What you will do:
• 1. In the COVID risk advice, rewrite the part starting with "Fork-In-The-Road-Decision Three:  Your" and going on through "house. What do you do?", changing "Halloween party" to "costume party".
• 2. In the COVID risk advice, which people tend to get COVID worse?
• 3. Pick up the COVID risk advice after its final line and keep writing it.
━━━━━ Document extract ━━━━━
8) Anybody can get Covid.  ANYBODY.  But the people who tend to get it worse (really sick, need oxygen, need hospitals, need ventilators, die) tend to be older, of color, and/or have serious chronic conditions. So people in these categories should have a different attitude towards risk.

So now, right now, we can use all this science to make what I call our “Fork-In-The-Road” Decisions— the decisions we face every day about whether to do something maybe slightly more risky than sitting in our basements with our Netflix.

Fork-In-The-Road Decision One: You are sitting in your office without a mask and someone maskless comes in to chat.  What do you do?

You look at your own risks (age, medical issues) and:

At the very least you put your mask on.

You can ask the person to put their mask on.

You can ask the person to step back a few feet.

You can invite the person to walk with you outside.

You can keep the conversation short.


You can clutch your palms to your chest and say, “DUDE, don’t you know I have ankle-oozing migratory spondylizardiasis and I DON’T WANT TO CATCH COVID, go get a damn mask” and/or

You can start fake coughing or sneezing til they go get a mask

I don’t actually recommend either of the last two and would probably never do either of them myself, probably.

Fork-In-The-Road-Decision Two: You are invited to a birthday party for a twenty-year-old.

You look at your relationship with this person and think about exactly how important your attendance is in the grand scheme of things and

You look at your own risks (age, medical issues) and:

You definitely don’t go if it’s inside

You cancel if it rains and they move the party inside

If outside, you consider whether there’s good space outside and a good ratio of space-to-people. 

Tiny porch and lots of people?  No go. 

Big backyard with lots of room for separate tables?  Better! 

If outside, is it mostly a big bunch of Friends of Uncle Maskless? No go. 

Or is it a small group of people who are Good With The Covid Hygiene?  Much more reassuring.

You’re 20 or 40 and are yourself Good With The Covid Hygiene?  Maybe yes. 

You’re 80 or debilitated or chronically ill? Absolutely no. You need ALL your friends and family to be masked. All the time.  Period.

Fork-In-The-Road-Decision Three:  Your kids are at a school where they are Good With The Covid Hygiene.  There’s no cases.  A classmate invites one of your kids to a Halloween party at their house. What do you do?

Is it inside? No go.

Is there no masking of adults or kids? No go.

Is there bobbing for apples or other hygienically grody group activities? No go.
━━━━━ Record extracts ━━━━━
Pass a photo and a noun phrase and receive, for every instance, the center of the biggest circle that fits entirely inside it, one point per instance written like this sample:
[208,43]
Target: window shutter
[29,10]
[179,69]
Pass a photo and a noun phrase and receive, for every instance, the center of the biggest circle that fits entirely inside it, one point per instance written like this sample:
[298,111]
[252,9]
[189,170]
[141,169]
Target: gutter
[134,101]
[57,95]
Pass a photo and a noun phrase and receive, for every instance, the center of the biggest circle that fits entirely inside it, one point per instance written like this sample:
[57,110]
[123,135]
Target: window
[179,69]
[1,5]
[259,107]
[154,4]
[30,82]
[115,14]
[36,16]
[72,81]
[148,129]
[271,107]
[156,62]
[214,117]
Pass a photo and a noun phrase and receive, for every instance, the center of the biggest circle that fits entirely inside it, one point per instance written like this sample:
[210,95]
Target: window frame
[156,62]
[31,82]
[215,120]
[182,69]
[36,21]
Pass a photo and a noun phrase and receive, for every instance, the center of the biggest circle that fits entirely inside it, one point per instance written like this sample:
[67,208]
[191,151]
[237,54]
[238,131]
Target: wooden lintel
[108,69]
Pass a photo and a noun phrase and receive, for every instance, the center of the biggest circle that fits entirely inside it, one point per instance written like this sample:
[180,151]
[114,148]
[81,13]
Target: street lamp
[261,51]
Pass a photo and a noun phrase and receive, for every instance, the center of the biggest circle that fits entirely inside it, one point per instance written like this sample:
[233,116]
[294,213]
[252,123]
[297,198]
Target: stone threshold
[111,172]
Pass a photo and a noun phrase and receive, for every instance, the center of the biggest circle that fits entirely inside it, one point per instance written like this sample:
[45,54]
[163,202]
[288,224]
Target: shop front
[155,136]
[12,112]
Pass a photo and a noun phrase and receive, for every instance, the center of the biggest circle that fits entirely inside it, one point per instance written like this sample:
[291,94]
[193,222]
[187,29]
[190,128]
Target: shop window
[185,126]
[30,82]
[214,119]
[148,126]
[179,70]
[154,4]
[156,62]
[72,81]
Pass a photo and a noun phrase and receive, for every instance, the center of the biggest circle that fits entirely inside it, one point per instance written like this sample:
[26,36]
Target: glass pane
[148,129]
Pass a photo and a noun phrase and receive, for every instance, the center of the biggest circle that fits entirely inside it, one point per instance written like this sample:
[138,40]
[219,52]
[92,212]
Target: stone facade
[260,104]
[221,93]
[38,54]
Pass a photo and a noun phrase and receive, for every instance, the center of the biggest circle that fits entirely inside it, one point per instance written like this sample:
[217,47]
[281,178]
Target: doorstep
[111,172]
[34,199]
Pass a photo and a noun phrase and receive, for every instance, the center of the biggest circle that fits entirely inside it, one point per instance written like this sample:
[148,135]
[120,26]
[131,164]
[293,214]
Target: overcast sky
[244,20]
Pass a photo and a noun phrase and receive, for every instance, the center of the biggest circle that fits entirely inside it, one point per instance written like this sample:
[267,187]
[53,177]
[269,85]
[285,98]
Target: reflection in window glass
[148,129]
━━━━━
Expected responses:
• 1.
Fork-In-The-Road-Decision Three:  Your kids are at a school where they are Good With The Covid Hygiene.  There’s no cases.  A classmate invites one of your kids to a costume party at their house. What do you do?

• 2. People who are older, of color, and/or have serious chronic conditions.

• 3.
They are having wholesome Covid-safe scavenger hunts/mask parades/pumpkin carving contests outside? Awwww!

Fork-In-The-Road-Decision Four: Do you travel for a major family event?

Is this a major major family event?  Would you go if it was happening during the London Blitz? 

Is community transmission low on both ends?

Can you reasonably protect yourself while traveling?

Can you quarantine easily while there or when you come home as needed?

Can you get tested before and during your trip?

Are the people you are visiting ready and willing to be Good With The Covid Hygiene?

Will your family promise to tell you if they feel unwell so you can check into a nearby hotel instead of spending the night with them?

Can you hide your visit from Uncle Maskless?

Fork-In-The-Road-Decision Five:  Your spin studio opens up.  You’re ecstatic! 

But first, you remember this story about the Canadian spin studio that opened up and did “everything right” — EXCEPT MASKS.  And promptly saw sixty-one cases. 

When they said they did “everything right,” they meant they cleaned, they pulled half the bikes out, they had people wear masks walking in and out — but they didn’t have people wear masks on the bikes. And they got a disaster.

This is science in action here.  Huffing, puffing, shouting without masks inside? Hideous potential for transmission. 

No masks inside a gym?  No go. Period.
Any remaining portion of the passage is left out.